— Begin Selected excerpt —

# Basic circle skirt pattern



## featherbottoms (May 28, 2005)

I've been looking and haven't found what I want yet so I thought I'd ask here if anyone has any ideas on where to look. I've looked at Butterick, McCalls and Vogue online. I've not looked at any stores yet, but plan to go to Hobby Lobby in the next week or so.

I want a simple pattern for a circle skirt with an elastic waist and pockets, preferable side inset pockets. No ruffles, no inset pieces, no pattern where you sew panels together to make the circle. I used to have one .. mumble mumble.. years ago but of course that's gone. It was a really easy pattern to follow.

I'm not spatially inclined to follow a pattern if I have to resize it, like printing off something and adding inches till I get to what I want, so I want a pre made pattern I can cut to my size and then just sew together.

— End Selected excerpt —
— Begin Given data —

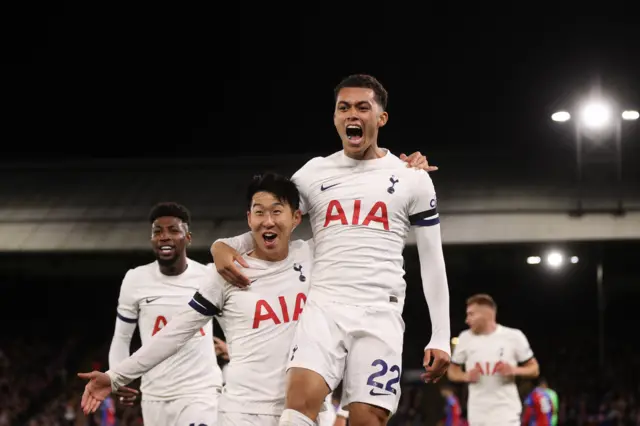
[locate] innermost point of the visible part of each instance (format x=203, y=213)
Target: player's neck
x=491, y=327
x=371, y=153
x=177, y=268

— End Given data —

• [List of tasks]
A – Answer these about the circle skirt post:
(i) Which pattern companies has the poster already checked online?
(ii) Which store does the poster plan to visit in the next week or so?
(iii) What kind of pockets would the poster prefer?
B – Copy the circle skirt post from "## featherbottoms (May" up to and including "week or so.", swapping "Hobby Lobby" for "Jo-Ann".
C – Carry on with the circle skirt post from the point where it stops.
The records can be ignored for this work.

• [Outputs]
A –
(i) Butterick, McCalls and Vogue
(ii) Hobby Lobby
(iii) Side inset pockets

B –
## featherbottoms (May 28, 2005)

I've been looking and haven't found what I want yet so I thought I'd ask here if anyone has any ideas on where to look. I've looked at Butterick, McCalls and Vogue online. I've not looked at any stores yet, but plan to go to Jo-Ann in the next week or so.

C –
I'd like to make several of these so it really does need to be simple.

Any ideas??


----------



## AngieM2 (May 10, 2002)

http://kwiksew.mccall.com/skirts---tops-pages-3039.php

Check there, 

or look in the costume section of any of the big name pattern companies.


----------



## Ardie/WI (May 10, 2002)

AngieM2 said:


> http://kwiksew.mccall.com/skirts---tops-pages-3039.php
> 
> Check there,
> 
> or look in the costume section of any of the big name pattern companies.


I was thinking in terms of the "poodle skirt" that was the rage back in the 50's. It was named that because it had a poodle on a leash on the front of it. It was a circle skirt.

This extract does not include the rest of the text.